%%

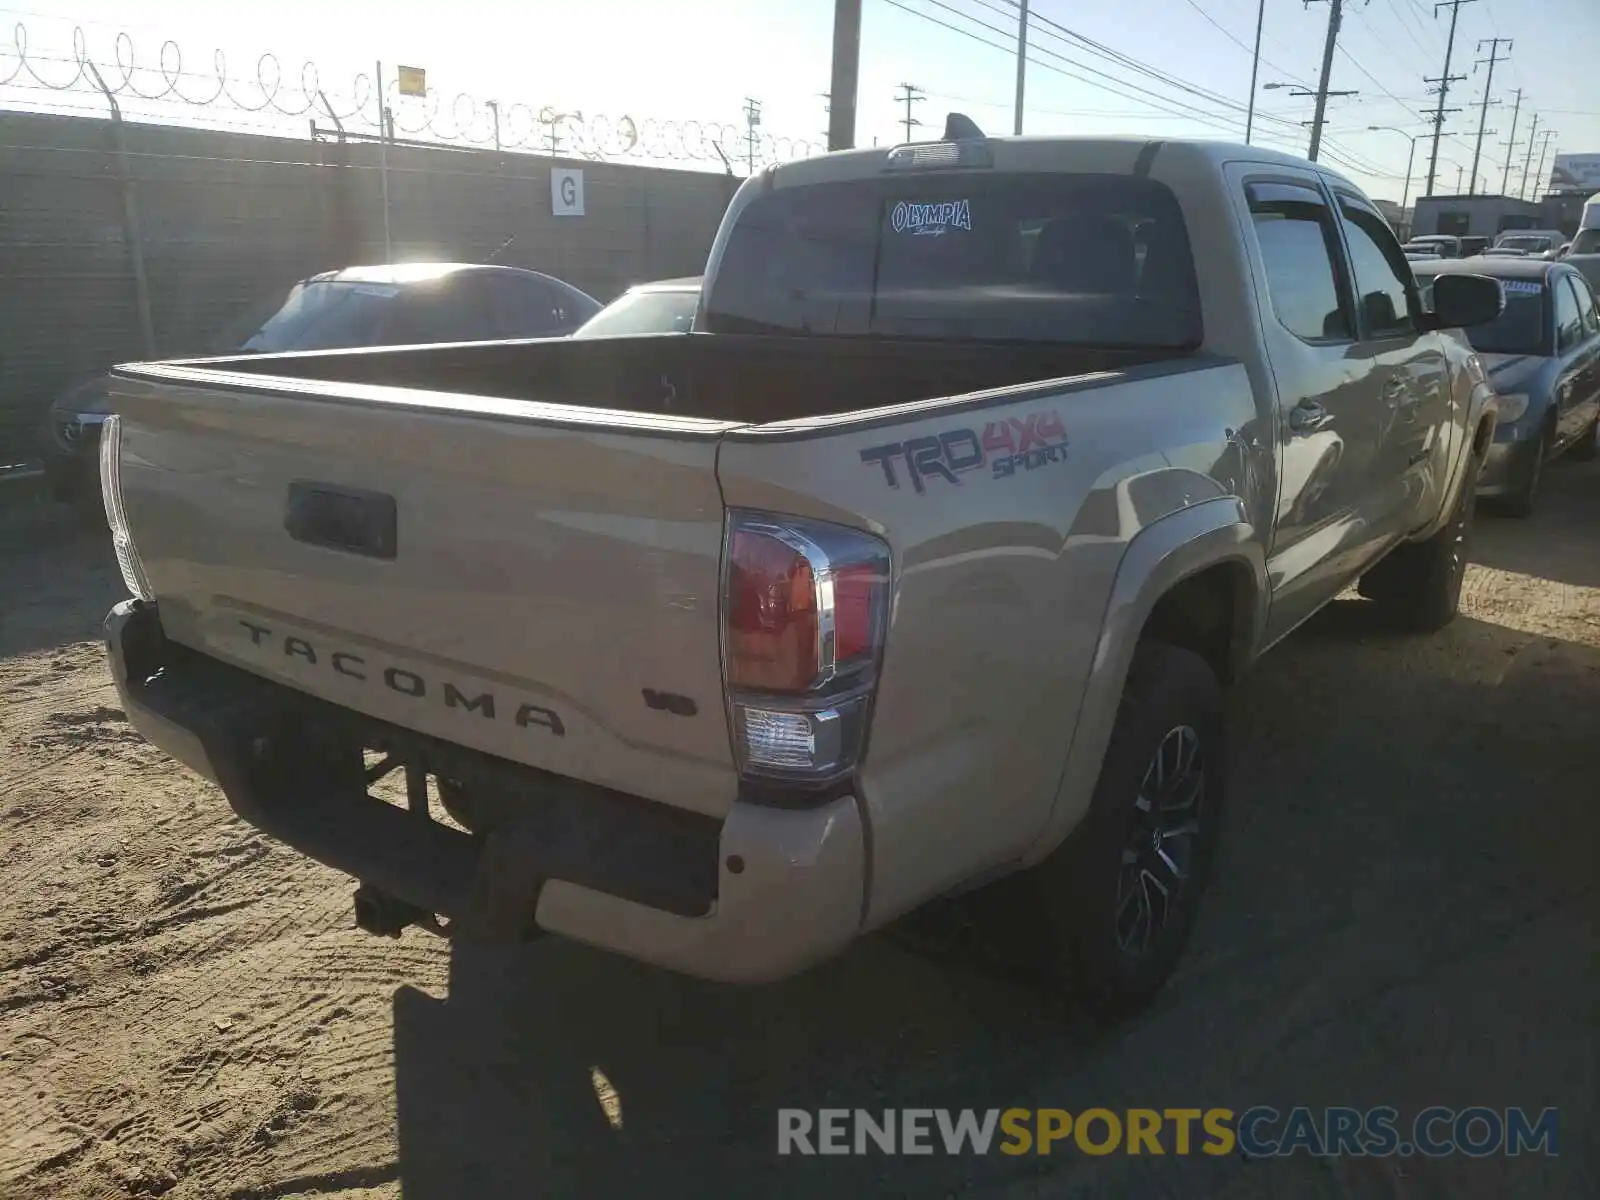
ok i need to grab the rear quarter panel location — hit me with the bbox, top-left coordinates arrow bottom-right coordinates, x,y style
717,360 -> 1262,928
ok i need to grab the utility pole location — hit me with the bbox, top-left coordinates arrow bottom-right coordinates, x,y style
1425,0 -> 1475,196
1499,87 -> 1522,194
827,0 -> 862,151
742,97 -> 762,176
1013,0 -> 1029,135
819,92 -> 832,145
1304,0 -> 1347,163
1245,0 -> 1266,144
895,82 -> 925,143
1519,113 -> 1539,200
1468,37 -> 1510,194
486,99 -> 501,154
1532,129 -> 1557,201
1285,78 -> 1360,156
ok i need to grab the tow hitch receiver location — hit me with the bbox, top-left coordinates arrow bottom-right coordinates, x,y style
353,884 -> 445,938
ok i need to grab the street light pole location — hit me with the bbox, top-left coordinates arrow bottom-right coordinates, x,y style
1369,126 -> 1424,215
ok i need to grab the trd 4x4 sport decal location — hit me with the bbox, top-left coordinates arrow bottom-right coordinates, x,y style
859,410 -> 1069,493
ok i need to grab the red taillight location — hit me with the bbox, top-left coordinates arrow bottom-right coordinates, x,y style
726,529 -> 819,692
831,563 -> 878,663
723,512 -> 891,786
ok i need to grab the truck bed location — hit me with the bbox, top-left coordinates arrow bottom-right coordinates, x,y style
107,331 -> 1214,830
160,332 -> 1194,425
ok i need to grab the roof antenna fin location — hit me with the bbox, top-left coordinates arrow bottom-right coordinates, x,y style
943,112 -> 986,141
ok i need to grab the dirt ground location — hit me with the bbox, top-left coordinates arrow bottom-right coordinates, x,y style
1,463 -> 1595,1200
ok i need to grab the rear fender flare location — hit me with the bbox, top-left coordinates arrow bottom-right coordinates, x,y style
1019,497 -> 1267,866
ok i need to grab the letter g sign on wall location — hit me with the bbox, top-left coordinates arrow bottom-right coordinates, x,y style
551,167 -> 586,217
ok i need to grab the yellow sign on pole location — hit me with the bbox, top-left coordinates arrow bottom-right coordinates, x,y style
397,65 -> 426,97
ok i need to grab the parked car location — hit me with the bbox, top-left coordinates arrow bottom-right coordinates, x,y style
1406,234 -> 1464,258
98,125 -> 1503,1017
1460,236 -> 1491,256
1491,230 -> 1568,261
570,277 -> 701,338
1414,256 -> 1600,514
1564,226 -> 1600,294
40,263 -> 600,513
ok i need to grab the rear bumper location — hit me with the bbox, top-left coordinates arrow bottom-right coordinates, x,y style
105,600 -> 865,983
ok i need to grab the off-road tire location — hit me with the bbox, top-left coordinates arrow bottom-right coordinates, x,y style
1018,641 -> 1226,1021
1358,464 -> 1478,632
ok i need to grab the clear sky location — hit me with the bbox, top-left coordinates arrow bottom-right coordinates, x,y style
3,0 -> 1597,204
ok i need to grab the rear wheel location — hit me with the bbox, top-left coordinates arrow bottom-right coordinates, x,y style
1358,464 -> 1477,632
1018,642 -> 1225,1020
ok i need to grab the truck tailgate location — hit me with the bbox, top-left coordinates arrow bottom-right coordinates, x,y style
110,369 -> 741,818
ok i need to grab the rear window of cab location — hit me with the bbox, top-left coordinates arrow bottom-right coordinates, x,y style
701,173 -> 1203,349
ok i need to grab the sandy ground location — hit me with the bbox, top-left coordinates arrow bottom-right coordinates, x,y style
0,463 -> 1595,1199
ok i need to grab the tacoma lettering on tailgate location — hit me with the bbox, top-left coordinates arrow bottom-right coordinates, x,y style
236,620 -> 566,735
859,410 -> 1069,493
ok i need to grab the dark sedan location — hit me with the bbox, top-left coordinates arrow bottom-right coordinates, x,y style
41,262 -> 600,512
1414,255 -> 1600,515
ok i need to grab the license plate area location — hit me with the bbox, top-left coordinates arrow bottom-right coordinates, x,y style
284,481 -> 397,559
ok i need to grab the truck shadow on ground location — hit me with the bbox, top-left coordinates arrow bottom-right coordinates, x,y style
390,605 -> 1598,1199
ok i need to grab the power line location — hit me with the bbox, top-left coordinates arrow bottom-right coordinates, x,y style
887,0 -> 1277,135
1424,0 -> 1475,197
879,0 -> 1395,180
1018,1 -> 1391,173
1173,0 -> 1306,86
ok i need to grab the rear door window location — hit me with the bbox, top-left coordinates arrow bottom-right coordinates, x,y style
1335,193 -> 1417,338
1566,274 -> 1598,337
702,173 -> 1202,347
1555,278 -> 1584,353
1245,180 -> 1353,342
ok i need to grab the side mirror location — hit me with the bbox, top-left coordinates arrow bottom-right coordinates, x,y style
1426,273 -> 1504,329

%%

**Work request**
The data shown above must be printed again exactly, with no images included.

**Answer for the task**
ok i need to grab the rear quarter panel location — hit me with the bbox, top-left coordinates arrow bottom-right coordinates, x,y style
717,360 -> 1262,928
ok i need to grab the utility pole location — hit me with the bbox, top-left coordinates arrow bottom-right coordinates, x,y style
1425,0 -> 1475,196
1499,87 -> 1522,194
827,0 -> 862,151
742,97 -> 762,176
1013,0 -> 1029,135
819,92 -> 832,145
1304,0 -> 1347,163
1245,0 -> 1266,144
895,82 -> 925,143
1519,113 -> 1539,200
1468,37 -> 1510,194
486,99 -> 501,154
1532,129 -> 1557,201
1285,78 -> 1360,156
ok i need to grab the tow hitch receiver location — hit me with the bbox, top-left coordinates arrow bottom-right coordinates, x,y style
353,884 -> 445,938
ok i need to grab the street light pole location — hit me with the bbox, top-left coordinates arrow bottom-right coordinates, x,y style
1369,126 -> 1424,215
ok i need to grab the trd 4x4 sport decal location — hit me with the bbox, top-left coordinates arrow bottom-right coordinates, x,y style
859,410 -> 1069,493
ok i need to grab the red taillight location — hit me with the bbox, top-left coordinates arrow bottom-right coordinates, x,y style
726,529 -> 819,692
831,563 -> 878,663
723,512 -> 891,786
ok i need to grab the truck bed location — hit me with the bbox, top-left coordinates arrow bottom-right coordinates, x,y style
107,331 -> 1214,830
160,332 -> 1194,425
ok i need to grab the roof antenna fin location — hit me with the bbox, top-left coordinates arrow bottom-right coordinates, x,y style
943,112 -> 986,141
ok i need to grab the dirt ground location — hit me with the bbox, top-left coordinates arrow bottom-right coordinates, x,y style
1,463 -> 1595,1200
ok i need to grab the rear fender flare location — hit me with the bbox, top-left coordinates arrow bottom-right coordinates, x,y style
1019,497 -> 1267,866
ok i need to grab the letter g sign on wall location — hit me with the bbox, top-left coordinates arrow bottom-right coordinates, x,y style
551,167 -> 586,217
ok i need to grab the yellow sign on pole location — hit me with the bbox, top-left coordinates arrow bottom-right coordinates, x,y style
397,65 -> 426,97
ok i need to grab the parked car location — hit me with the bbox, top-left coordinates arrow bottom-right coordinates, x,y style
1406,234 -> 1464,258
98,125 -> 1503,1017
1460,236 -> 1491,256
1491,230 -> 1568,261
570,277 -> 701,338
1414,256 -> 1600,514
1564,226 -> 1600,294
40,263 -> 600,513
ok i need to grab the rear bumper location — hit me with the bbox, top-left coordinates arrow bottom-right coordinates, x,y style
105,600 -> 865,983
ok i need to grab the off-road tire location — hit me with the bbox, top-left coordinates arrow bottom-right coordinates, x,y style
1018,641 -> 1226,1021
1358,464 -> 1478,632
ok i need to grab the clear sky location — hit me with the bbox, top-left coordinates arrow bottom-right coordinates, x,y style
3,0 -> 1597,204
ok i need to grab the rear wheel location — hit me with the bbox, top-left coordinates arrow bottom-right coordinates, x,y style
1358,464 -> 1477,632
1018,642 -> 1225,1020
ok i need to grab the truck tailgate location — hit me with the bbox, top-left coordinates arrow bottom-right coordinates, x,y style
110,369 -> 741,818
ok i need to grab the rear window of cab location — hit me with the bbox, top-left coordinates arrow bottom-right coordinates, x,y style
701,173 -> 1203,349
ok i need to grab the sandy ground location — hit me with the bbox, top-left coordinates arrow bottom-right coordinates, x,y style
0,463 -> 1595,1199
ok i need to grab the tacoma lettering on tailgate location — hit me with the bbox, top-left coordinates arrow bottom-right coordinates, x,y style
236,620 -> 566,735
859,410 -> 1069,493
ok i need to grab the dark sedan location — hit me with the bbox, top-left coordinates arrow bottom-right coordinates, x,y style
41,262 -> 600,512
1414,255 -> 1600,515
ok i need to grab the license plate area location — hit me with the bbox, top-left coordinates arrow bottom-right coordinates, x,y style
284,481 -> 397,559
ok i need to grab the truck shadow on ground location — hit me with the bbox, top-left coordinates arrow bottom-right coordinates, x,y style
390,605 -> 1598,1199
ok i need to grab the power line location — hit me with the bbox, top-left coordinates arrow bottom-right coordinates, x,y style
887,0 -> 1277,135
1424,0 -> 1475,197
879,0 -> 1395,180
1018,1 -> 1391,173
1173,0 -> 1306,86
ok i need to grab the rear door window location — hit me with the bbox, top-left coordinates arrow bottom-right coordinates, x,y style
1335,193 -> 1417,338
1566,274 -> 1598,337
702,173 -> 1202,347
1555,278 -> 1584,353
1245,180 -> 1353,342
ok i need to grab the side mirror location — hit me with the bbox, top-left coordinates arrow bottom-right coordinates, x,y style
1426,273 -> 1504,329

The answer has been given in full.